### TEXT EXCERPT
I've been back for eleven days after visiting my father in Arizona over Christmas. They've been jittery with publication obligations, which sometimes leave me deer-in-the-headlights about things like putting my luggage away (finished THAT this morning) or opening the Christmas cards that came while I was away (I don't even know where they are now). In the mean time, life rushes on & I've neglected Car on the Hill for other spaces & there are things I want to say about my life that belong here.
I went to Arizona not knowing what to expect of the first Christmas without Mother. Would I cry the entire time? Would I sleep & eat the entire two weeks to escape the misery? Would Dad want me to spend the time doing non-Christmas things? I had a couple of TV spots & a radio interview lined up, as well as a friend & a cousin to see, & my social life increased late in the game when another cousin, the sister of my Phoenix cousin, came to stay for a couple of days as well. Dad began to fret about her visit. Where would she sleep? What would she want to eat? Would he like her?
The approach was a little fraught, then, with questions. Little did I think I would learn more about my relationship with my mother by her absence than I had in the 53 Christmases we'd spent together.
I believe 2009 stands as the most pleasant Christmas in memory.
I couldn't put up certain ornaments: they were too laden with association, too much Mom's. But Dad wanted me to put up the tree, of which he could only see the blur of the lights, & when we sat looking at it, I described what ornaments stood out, which I think he liked. I brought out two new holiday CDs & he loved If Mozart Wrote White Christmas, playing it well beyond the 25th. I did some cookie baking and took a bag to the Christmas Eve dinner we spent with old friends, & he asked me to make extra copies of calendars as gifts, which our friends enjoyed. (I did two this year, at Shutterfly which has a sort of scrapbook/caption capacity: "2003 in Lab Years" had dog quotes; 2010 Flowers had seasonal floral quotes. One of my dog walking clients cried over the dog quotes.)
Friends were kind enough to send my gifts to Arizona so I had things to open on Christmas afternoon. Dad loved the bottle of obscure & hugely expensive rum I brought out (opened it on the spot & took two big swigs). I wasn't sure he'd want gifts but after some phlegmatic responses he gave into his greedy side & I set about finding the best I could. I made seafood casserole & a faux yule log that is delicious. It was a quiet day. He watched football & I read Laurie Notaro's An Idiot Girl's Christmas and Augusten Burroughs's You Better Not Cry, which did, in fact, produce copious crying from me.

### WRITTEN EXERCISE 1
Please transcribe everything in the Christmas post from "I believe 2009" down to "the dog quotes.)".
### WRITTEN EXERCISE 2
In the Christmas post, which of the new holiday CDs did Dad love?
The records play no part in the work here.

Records for pointing at objects in photos:
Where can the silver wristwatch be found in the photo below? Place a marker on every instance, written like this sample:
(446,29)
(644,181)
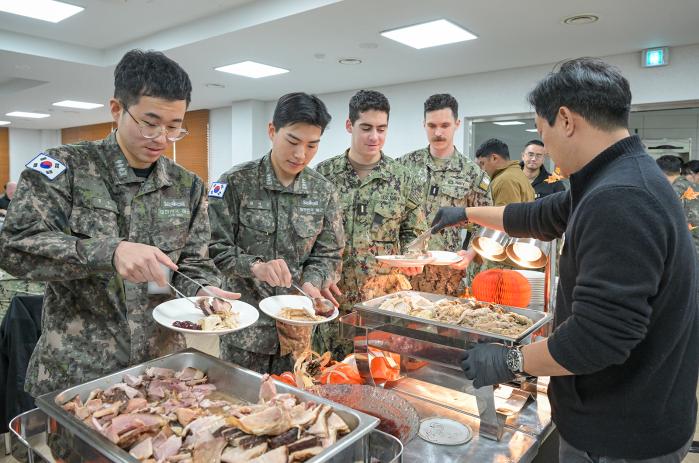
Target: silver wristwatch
(515,360)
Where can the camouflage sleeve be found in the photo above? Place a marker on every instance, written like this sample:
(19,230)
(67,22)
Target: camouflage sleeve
(194,259)
(414,222)
(36,241)
(223,216)
(325,260)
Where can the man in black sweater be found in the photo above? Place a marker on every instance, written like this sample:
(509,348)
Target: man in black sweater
(624,353)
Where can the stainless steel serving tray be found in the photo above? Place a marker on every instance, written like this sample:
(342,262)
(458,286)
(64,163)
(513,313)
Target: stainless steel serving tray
(228,378)
(538,318)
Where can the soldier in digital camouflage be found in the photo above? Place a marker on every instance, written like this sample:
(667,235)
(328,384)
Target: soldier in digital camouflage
(274,221)
(448,178)
(687,192)
(381,213)
(96,220)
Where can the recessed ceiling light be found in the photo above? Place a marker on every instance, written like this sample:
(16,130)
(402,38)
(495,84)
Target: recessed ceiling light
(509,123)
(27,115)
(430,34)
(45,10)
(252,69)
(77,104)
(350,61)
(581,19)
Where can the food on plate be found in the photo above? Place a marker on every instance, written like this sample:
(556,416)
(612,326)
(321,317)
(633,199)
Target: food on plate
(291,313)
(482,316)
(219,316)
(187,325)
(163,415)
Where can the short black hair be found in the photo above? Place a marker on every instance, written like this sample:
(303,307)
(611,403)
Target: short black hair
(690,167)
(150,73)
(367,100)
(300,107)
(493,146)
(442,101)
(669,164)
(589,87)
(534,142)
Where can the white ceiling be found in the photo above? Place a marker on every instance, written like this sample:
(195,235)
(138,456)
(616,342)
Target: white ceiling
(76,57)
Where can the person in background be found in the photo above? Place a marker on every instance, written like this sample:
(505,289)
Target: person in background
(380,209)
(98,220)
(5,199)
(508,182)
(274,221)
(448,178)
(690,170)
(685,191)
(624,352)
(532,165)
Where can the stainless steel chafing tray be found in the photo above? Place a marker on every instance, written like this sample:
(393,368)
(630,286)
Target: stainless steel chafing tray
(228,378)
(448,330)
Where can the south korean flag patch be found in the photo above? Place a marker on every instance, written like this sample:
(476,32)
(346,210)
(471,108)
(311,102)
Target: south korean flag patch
(46,165)
(217,189)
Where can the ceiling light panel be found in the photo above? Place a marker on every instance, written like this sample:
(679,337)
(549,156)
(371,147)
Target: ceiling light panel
(509,123)
(77,104)
(45,10)
(27,115)
(252,69)
(430,34)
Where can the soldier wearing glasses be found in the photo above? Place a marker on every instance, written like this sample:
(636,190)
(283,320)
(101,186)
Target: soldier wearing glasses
(98,220)
(533,167)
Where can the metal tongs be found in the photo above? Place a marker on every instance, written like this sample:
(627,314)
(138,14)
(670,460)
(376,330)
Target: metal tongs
(419,245)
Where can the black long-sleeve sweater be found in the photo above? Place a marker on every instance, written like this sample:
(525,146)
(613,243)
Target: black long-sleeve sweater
(626,320)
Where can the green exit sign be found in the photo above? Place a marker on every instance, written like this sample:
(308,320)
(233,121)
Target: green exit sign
(653,57)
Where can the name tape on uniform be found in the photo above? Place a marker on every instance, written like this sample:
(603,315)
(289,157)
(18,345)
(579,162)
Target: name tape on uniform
(47,165)
(217,189)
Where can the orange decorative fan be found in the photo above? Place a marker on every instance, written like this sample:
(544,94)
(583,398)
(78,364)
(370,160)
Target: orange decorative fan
(505,287)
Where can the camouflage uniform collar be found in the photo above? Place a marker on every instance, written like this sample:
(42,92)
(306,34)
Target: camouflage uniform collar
(454,163)
(270,181)
(380,171)
(509,165)
(119,166)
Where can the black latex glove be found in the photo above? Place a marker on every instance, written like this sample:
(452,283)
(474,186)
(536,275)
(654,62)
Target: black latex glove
(447,217)
(486,365)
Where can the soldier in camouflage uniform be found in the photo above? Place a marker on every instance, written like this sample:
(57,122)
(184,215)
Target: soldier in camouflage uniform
(96,219)
(687,192)
(273,221)
(11,287)
(448,179)
(380,203)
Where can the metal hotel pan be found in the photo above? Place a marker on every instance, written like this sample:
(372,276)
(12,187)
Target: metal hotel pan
(538,318)
(228,378)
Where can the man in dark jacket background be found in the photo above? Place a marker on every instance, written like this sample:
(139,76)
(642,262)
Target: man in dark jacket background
(532,165)
(624,354)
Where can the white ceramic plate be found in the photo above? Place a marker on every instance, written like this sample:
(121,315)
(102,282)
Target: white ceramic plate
(274,304)
(445,258)
(403,261)
(181,310)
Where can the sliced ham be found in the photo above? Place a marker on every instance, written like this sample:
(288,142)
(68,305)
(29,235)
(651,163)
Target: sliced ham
(143,449)
(209,451)
(239,455)
(278,455)
(168,448)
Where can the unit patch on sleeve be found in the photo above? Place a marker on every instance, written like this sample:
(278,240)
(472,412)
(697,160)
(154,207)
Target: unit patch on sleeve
(46,165)
(217,189)
(485,182)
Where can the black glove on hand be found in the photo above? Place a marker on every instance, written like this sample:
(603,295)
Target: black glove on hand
(447,217)
(486,365)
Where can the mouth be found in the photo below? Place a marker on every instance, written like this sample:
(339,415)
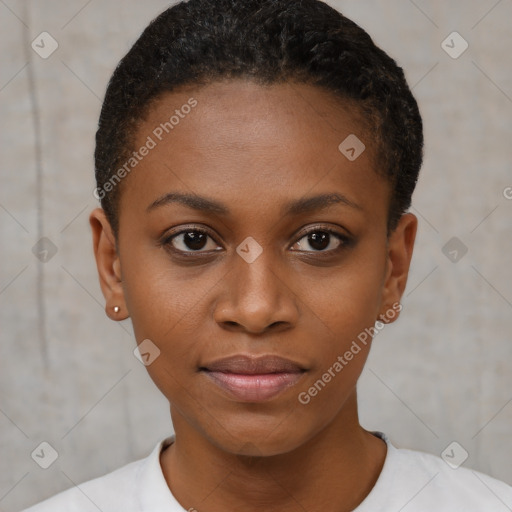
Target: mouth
(253,379)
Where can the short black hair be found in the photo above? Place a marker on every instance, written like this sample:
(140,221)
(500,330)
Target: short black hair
(198,42)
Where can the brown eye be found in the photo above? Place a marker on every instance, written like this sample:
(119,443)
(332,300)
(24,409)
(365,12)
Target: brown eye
(322,240)
(191,240)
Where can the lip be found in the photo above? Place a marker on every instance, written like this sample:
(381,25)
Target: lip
(253,379)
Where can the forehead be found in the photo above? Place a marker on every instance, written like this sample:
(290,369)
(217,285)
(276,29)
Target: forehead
(238,140)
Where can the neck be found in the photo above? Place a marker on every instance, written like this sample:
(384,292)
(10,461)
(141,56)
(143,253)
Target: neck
(334,470)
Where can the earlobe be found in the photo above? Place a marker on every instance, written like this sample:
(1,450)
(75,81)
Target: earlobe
(108,265)
(400,250)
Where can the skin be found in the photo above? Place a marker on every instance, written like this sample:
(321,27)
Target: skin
(255,148)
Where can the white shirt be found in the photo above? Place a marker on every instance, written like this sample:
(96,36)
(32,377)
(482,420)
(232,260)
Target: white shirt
(410,481)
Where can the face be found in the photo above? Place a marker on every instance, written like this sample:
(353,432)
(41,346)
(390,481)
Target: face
(246,233)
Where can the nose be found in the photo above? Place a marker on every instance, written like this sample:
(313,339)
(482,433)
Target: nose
(256,298)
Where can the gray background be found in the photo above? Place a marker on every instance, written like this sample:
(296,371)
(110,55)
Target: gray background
(68,375)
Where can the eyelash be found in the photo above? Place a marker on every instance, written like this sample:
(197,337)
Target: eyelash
(345,241)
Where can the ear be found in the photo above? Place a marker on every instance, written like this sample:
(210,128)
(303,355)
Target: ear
(399,254)
(108,264)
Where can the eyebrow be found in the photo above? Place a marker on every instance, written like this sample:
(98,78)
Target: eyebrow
(298,206)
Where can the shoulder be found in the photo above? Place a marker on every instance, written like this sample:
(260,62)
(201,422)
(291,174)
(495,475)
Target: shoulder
(431,482)
(112,492)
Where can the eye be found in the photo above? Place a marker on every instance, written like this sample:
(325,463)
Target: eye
(323,240)
(190,241)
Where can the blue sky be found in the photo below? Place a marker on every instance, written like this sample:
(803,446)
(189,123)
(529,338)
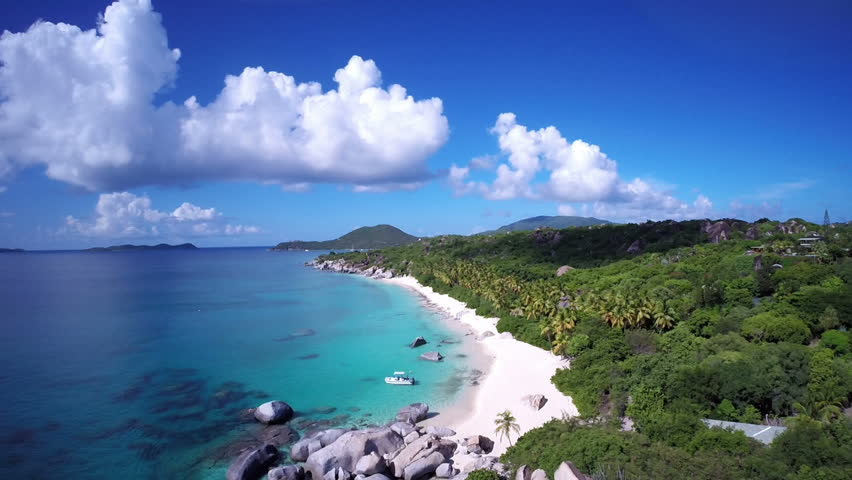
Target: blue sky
(682,111)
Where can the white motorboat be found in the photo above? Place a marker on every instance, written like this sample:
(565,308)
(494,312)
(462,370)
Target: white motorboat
(400,378)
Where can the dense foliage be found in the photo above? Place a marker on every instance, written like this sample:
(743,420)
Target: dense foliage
(666,328)
(808,450)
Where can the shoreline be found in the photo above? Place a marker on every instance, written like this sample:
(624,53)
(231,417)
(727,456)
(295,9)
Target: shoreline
(516,369)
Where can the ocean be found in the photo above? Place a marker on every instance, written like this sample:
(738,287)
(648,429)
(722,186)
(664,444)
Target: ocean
(141,365)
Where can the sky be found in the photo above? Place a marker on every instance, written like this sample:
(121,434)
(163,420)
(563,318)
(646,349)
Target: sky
(236,123)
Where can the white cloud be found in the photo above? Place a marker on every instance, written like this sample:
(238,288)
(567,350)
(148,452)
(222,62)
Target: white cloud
(387,187)
(190,212)
(239,229)
(80,103)
(125,215)
(567,210)
(575,172)
(780,190)
(483,162)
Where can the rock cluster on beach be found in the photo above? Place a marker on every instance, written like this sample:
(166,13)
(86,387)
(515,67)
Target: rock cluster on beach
(400,450)
(342,266)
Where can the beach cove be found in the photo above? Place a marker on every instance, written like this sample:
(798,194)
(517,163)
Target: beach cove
(142,364)
(514,370)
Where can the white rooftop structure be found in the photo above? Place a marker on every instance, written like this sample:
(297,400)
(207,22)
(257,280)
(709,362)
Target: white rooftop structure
(762,433)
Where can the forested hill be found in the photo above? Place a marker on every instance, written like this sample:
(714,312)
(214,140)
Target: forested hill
(543,221)
(666,324)
(379,236)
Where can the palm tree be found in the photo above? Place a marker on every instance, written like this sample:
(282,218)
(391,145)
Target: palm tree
(505,422)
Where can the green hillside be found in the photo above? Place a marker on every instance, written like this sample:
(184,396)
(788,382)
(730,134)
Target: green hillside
(364,238)
(666,324)
(545,221)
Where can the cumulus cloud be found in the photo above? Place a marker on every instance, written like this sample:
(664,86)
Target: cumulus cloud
(567,210)
(125,215)
(483,162)
(543,164)
(79,102)
(189,212)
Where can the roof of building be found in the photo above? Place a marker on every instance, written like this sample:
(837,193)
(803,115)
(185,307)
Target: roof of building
(762,433)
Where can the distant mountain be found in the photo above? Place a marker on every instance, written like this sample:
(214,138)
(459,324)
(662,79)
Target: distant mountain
(128,248)
(551,222)
(379,236)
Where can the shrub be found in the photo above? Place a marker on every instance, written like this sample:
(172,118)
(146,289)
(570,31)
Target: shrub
(835,340)
(771,327)
(578,344)
(483,474)
(721,440)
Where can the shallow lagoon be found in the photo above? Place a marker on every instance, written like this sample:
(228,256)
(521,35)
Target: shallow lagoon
(141,364)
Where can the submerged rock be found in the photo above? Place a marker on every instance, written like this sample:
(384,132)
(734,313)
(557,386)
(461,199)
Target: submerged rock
(253,464)
(273,412)
(478,444)
(413,413)
(432,356)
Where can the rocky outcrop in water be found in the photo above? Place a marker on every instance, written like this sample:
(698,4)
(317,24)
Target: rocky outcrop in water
(432,356)
(287,472)
(273,412)
(342,266)
(477,444)
(535,401)
(302,449)
(253,464)
(413,413)
(345,452)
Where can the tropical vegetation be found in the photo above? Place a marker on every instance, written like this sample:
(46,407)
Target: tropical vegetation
(665,324)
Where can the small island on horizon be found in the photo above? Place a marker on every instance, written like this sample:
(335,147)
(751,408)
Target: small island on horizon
(135,248)
(364,238)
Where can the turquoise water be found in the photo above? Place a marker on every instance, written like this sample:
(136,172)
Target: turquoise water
(141,364)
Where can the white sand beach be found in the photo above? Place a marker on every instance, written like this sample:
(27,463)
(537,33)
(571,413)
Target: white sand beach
(517,369)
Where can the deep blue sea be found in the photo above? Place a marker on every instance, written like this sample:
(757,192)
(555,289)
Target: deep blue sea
(140,365)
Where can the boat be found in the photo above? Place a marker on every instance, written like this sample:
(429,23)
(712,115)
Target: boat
(400,378)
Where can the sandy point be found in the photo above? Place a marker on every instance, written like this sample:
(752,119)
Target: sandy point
(515,371)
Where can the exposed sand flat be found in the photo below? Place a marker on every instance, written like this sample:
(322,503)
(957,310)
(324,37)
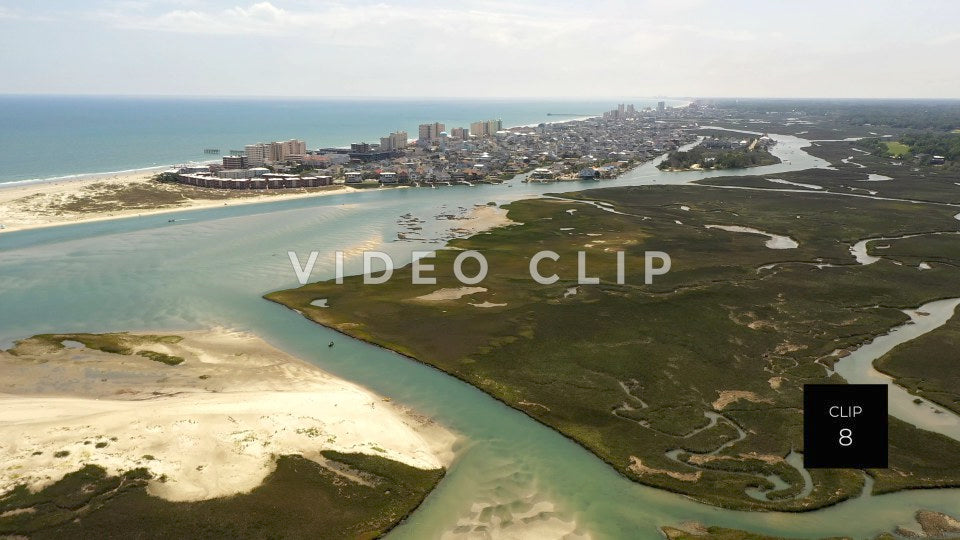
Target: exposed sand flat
(637,466)
(440,295)
(776,241)
(212,425)
(487,305)
(41,204)
(730,396)
(484,218)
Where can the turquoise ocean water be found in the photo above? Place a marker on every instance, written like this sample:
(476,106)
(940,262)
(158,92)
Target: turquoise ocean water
(57,136)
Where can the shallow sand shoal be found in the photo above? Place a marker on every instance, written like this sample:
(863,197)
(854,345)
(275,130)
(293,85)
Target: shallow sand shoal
(212,426)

### EXERCISE OUTPUT 1
I believe 2009 stands as the most pleasant Christmas in memory.
I couldn't put up certain ornaments: they were too laden with association, too much Mom's. But Dad wanted me to put up the tree, of which he could only see the blur of the lights, & when we sat looking at it, I described what ornaments stood out, which I think he liked. I brought out two new holiday CDs & he loved If Mozart Wrote White Christmas, playing it well beyond the 25th. I did some cookie baking and took a bag to the Christmas Eve dinner we spent with old friends, & he asked me to make extra copies of calendars as gifts, which our friends enjoyed. (I did two this year, at Shutterfly which has a sort of scrapbook/caption capacity: "2003 in Lab Years" had dog quotes; 2010 Flowers had seasonal floral quotes. One of my dog walking clients cried over the dog quotes.)

### EXERCISE OUTPUT 2
If Mozart Wrote White Christmas